What the task asks: Reproduce the passage of the code review thread between "Sorry for I" and "I'm missing something...", inclusive.

[PATCH] D106053: [CodeGen] Remove pending AssertZext AssertSext in promoting FP_TO_INT

Xiang Zhang via Phabricator via llvm-commits llvm-commits at lists.llvm.org
Sat Jul 17 16:37:16 PDT 2021


xiangzhangllvm added inline comments.


================
Comment at: llvm/test/CodeGen/AArch64/arm64-convert-v4f64.ll:26-28
-; CHECK-DAG:  uzp1 v[[UZP0:[0-9]+]].4h, v[[XTN1]].4h, v[[XTN0]].4h
-; CHECK-DAG:  uzp1 v[[UZP1:[0-9]+]].4h, v[[XTN3]].4h, v[[XTN2]].4h
-; CHECK:      uzp1  v0.8b, v[[UZP1:[0-9]+]].8b, v[[UZP0:[0-9]+]].8b
----------------
jrtc27 wrote:
> Did the instruction count actually go down or did you just delete the instructions that were no longer present but not add new ones? You've certainly lost the CHECK line for the final instruction that puts all the temporary values into the return register.
Sorry for I didn't familiar with aarch64 instructions, I didn't clear about what uzp1 mean, and the result didn't have these uzp1 instructions, So I dele them. 
Can I update it with  utils/update_llc_test_checks.py ?


================
Comment at: llvm/test/CodeGen/RISCV/rv64d-double-convert.ll:25
 ; RV64ID-NEXT:    fcvt.l.d a0, ft0, rtz
+; RV64ID-NEXT:    sext.w a0, a0
 ; RV64ID-NEXT:    ret
----------------
jrtc27 wrote:
> All the RISC-V changes look like regressions to me unless I'm missing something...

Extracted records:
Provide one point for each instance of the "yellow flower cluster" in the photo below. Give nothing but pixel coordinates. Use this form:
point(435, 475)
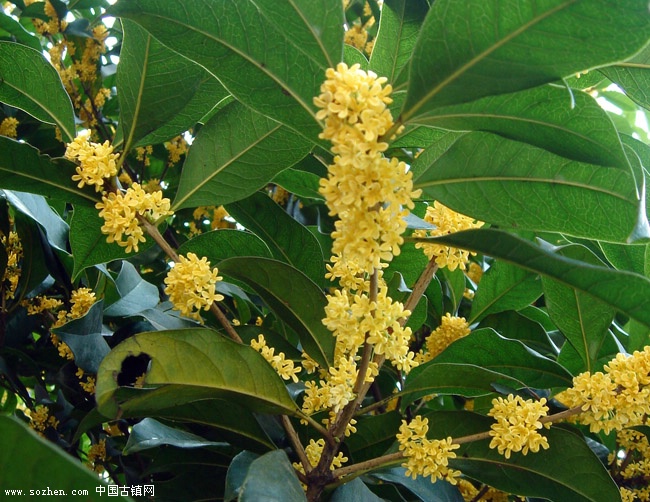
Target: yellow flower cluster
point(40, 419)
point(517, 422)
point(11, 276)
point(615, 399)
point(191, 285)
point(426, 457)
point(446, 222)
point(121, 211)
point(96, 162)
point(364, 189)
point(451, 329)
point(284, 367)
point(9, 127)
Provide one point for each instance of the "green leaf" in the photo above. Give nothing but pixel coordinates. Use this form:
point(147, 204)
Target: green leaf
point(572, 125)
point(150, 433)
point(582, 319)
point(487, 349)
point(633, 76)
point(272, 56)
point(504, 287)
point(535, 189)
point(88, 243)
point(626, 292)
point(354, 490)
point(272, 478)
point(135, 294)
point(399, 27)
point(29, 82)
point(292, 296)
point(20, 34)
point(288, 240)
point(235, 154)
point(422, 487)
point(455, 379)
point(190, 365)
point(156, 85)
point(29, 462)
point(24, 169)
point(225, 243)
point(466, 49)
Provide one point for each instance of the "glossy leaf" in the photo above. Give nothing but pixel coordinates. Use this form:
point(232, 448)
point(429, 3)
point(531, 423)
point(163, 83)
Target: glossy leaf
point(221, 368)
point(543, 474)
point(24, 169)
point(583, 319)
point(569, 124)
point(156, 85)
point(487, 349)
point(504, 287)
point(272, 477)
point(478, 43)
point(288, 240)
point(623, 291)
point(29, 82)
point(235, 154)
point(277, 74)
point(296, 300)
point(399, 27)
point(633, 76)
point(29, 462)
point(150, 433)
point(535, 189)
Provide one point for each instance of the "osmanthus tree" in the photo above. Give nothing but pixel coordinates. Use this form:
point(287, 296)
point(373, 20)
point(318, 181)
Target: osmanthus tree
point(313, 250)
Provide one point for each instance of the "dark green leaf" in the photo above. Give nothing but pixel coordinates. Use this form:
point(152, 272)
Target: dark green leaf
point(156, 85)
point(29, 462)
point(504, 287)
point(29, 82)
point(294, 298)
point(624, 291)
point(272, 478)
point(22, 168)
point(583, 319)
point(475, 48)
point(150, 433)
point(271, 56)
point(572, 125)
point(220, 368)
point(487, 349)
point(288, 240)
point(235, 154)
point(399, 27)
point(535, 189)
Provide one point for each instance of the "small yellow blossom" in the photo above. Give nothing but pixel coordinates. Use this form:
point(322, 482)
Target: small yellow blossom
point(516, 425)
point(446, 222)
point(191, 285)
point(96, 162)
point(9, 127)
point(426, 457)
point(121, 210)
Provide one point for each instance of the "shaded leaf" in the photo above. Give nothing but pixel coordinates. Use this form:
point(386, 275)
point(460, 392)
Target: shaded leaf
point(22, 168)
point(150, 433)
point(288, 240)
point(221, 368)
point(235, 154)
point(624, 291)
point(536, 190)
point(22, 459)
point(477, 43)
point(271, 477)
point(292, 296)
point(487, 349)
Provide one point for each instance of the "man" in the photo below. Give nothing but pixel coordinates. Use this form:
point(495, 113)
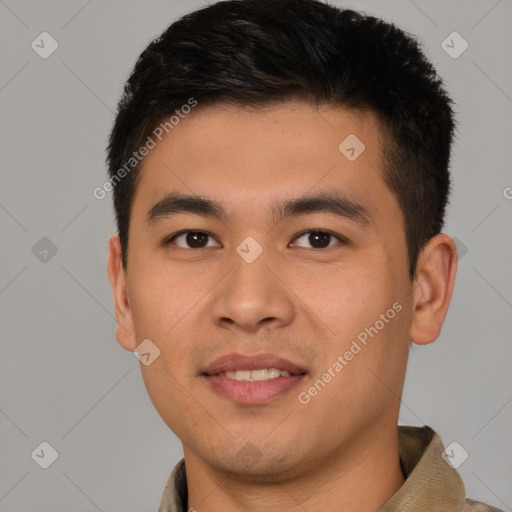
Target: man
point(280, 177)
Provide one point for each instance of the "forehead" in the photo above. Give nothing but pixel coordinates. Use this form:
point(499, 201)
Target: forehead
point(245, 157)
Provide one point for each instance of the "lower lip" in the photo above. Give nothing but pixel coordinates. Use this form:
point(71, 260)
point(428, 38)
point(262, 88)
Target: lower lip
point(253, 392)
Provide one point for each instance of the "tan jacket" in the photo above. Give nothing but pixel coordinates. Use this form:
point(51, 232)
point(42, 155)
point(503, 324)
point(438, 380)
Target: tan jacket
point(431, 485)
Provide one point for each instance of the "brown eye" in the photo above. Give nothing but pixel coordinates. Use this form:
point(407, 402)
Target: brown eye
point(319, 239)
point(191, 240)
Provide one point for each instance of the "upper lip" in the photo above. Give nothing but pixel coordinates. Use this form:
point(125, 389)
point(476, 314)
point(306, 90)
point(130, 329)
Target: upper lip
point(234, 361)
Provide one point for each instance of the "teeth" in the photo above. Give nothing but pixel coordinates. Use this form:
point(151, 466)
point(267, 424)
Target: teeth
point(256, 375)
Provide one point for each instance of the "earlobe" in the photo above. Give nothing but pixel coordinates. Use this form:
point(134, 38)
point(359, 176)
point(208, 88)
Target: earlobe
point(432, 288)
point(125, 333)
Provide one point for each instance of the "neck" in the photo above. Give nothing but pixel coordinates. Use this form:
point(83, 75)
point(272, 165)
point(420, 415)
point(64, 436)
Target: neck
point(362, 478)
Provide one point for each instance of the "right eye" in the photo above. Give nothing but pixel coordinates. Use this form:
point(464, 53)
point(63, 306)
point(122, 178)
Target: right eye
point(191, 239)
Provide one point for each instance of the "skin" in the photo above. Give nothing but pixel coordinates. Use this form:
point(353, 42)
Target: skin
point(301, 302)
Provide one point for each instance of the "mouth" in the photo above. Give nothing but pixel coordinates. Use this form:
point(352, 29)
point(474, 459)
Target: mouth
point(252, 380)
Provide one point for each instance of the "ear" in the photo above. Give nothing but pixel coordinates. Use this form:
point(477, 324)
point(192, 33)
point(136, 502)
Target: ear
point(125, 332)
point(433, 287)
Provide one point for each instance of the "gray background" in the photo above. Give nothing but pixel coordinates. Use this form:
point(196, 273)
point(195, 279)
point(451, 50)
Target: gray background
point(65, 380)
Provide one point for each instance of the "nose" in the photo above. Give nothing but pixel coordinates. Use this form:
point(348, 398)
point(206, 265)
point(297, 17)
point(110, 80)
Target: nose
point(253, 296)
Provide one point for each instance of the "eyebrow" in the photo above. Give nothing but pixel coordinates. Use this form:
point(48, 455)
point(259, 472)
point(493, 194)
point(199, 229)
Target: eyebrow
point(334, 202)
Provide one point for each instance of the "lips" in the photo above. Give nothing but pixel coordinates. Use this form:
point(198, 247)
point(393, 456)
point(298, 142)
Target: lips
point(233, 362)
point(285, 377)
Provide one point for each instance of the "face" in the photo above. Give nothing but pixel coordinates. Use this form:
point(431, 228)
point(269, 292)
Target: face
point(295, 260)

Response to this exercise:
Sorry for I didn't familiar with aarch64 instructions, I didn't clear about what uzp1 mean, and the result didn't have these uzp1 instructions, So I dele them. 
Can I update it with  utils/update_llc_test_checks.py ?


================
Comment at: llvm/test/CodeGen/RISCV/rv64d-double-convert.ll:25
 ; RV64ID-NEXT:    fcvt.l.d a0, ft0, rtz
+; RV64ID-NEXT:    sext.w a0, a0
 ; RV64ID-NEXT:    ret
----------------
jrtc27 wrote:
> All the RISC-V changes look like regressions to me unless I'm missing something...